● TO DO
In the discussion of the empty-string representation, reproduce the portion from "actually yield a" up to and including "a win, overall.", swapping "disaster" for "catastrophe".

● PASSAGE PROVIDED
((
This is probably not the right way to do this, so I'll wait for Paolo to look
at this when he gets back.

-benjamin
Comment 14 Paolo Carlini 2004-08-02 11:48:47 UTC
Thanks Benjamin, I'm looking into it now.
Comment 15 ncm-nospam@cantrip.org 2004-08-04 04:56:07 UTC
I am sympathetic to this usage, and would like to accommodate it.  

At the same time, it would be tragic if such accomodation demolished
the performance of the regular string.  A lot rides on that fixed 
address -- particularly in 3.4 and later, which actually checks for
it specifically, and avoids incrementing or decrementing the refcount 
at that address.  Anything that makes _S_empty_rep() slower slows
down the default string constructor, and a lot of user code.

Note too that it is very common to use strings during programmed 
"static" initialization, so it has to be initialized by the linker, 
and not at some random point during that process.  (There is no 
control over the order in which such initializations run, in general, 
although some targets' linkers support special hacks.)

Now that nothing modifies the empty-string rep object, it would almost 
be possible to use NULL as the address.  The fly in the ointment is 
the recent extension (grrr!) requiring that s.operator[](s.length()) 
actually yield a zero.  (There's no requirement for c_str's result to 
match anything else (it might yield "(charT*)this"!), and data() could 
yield zero + N safely because it can't be dereferenced.)  Of course 
any sort of conditional check in operator[] could be a performance 
disaster, and length() and many other operations would need a 
conditional check too.  Still, it might well be a win, overall.

What else might we do?  We certainly ought to be able to 
partial-specialize on the default allocator to continue using the
purely static initialization.  But what about user allocators, 
including shared-memory allocators?  Using shared memory doesn't, by 
itself, mean you really want string operations to be slow.  More 
importantly, the shared memory region might not be ready to use at 
program startup time, or when the library is being loaded, so any 
kind of programmed static initialization (init order problems aside) 
is out.

That leaves something akin to Benjamin's approach -- although 
inlining all that probably would be a mistake.  It seems to me the 
comparison to zero need not involve a memory barrier -- once it's 
nonzero, it will never change again.  It appears that each process 
that maps the shared storage would leak its own empty string into it.
))
● STORED RECORDS
((
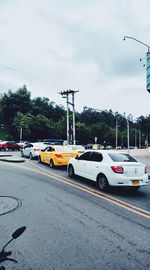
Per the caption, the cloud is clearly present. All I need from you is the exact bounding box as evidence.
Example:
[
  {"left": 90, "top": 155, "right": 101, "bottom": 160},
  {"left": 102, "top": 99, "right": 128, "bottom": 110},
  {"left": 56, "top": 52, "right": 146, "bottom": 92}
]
[{"left": 0, "top": 0, "right": 149, "bottom": 118}]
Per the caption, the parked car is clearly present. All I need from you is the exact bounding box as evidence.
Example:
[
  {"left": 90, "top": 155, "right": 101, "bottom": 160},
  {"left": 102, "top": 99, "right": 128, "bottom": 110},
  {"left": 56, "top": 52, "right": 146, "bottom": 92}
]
[
  {"left": 0, "top": 141, "right": 21, "bottom": 151},
  {"left": 68, "top": 150, "right": 148, "bottom": 191},
  {"left": 68, "top": 144, "right": 85, "bottom": 153},
  {"left": 21, "top": 142, "right": 45, "bottom": 159},
  {"left": 39, "top": 145, "right": 78, "bottom": 168}
]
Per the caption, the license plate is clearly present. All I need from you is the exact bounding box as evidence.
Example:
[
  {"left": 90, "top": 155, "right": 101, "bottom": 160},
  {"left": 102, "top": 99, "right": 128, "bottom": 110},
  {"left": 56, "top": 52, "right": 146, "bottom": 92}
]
))
● CORRECT OUTPUT
actually yield a zero.  (There's no requirement for c_str's result to 
match anything else (it might yield "(charT*)this"!), and data() could 
yield zero + N safely because it can't be dereferenced.)  Of course 
any sort of conditional check in operator[] could be a performance 
catastrophe, and length() and many other operations would need a 
conditional check too.  Still, it might well be a win, overall.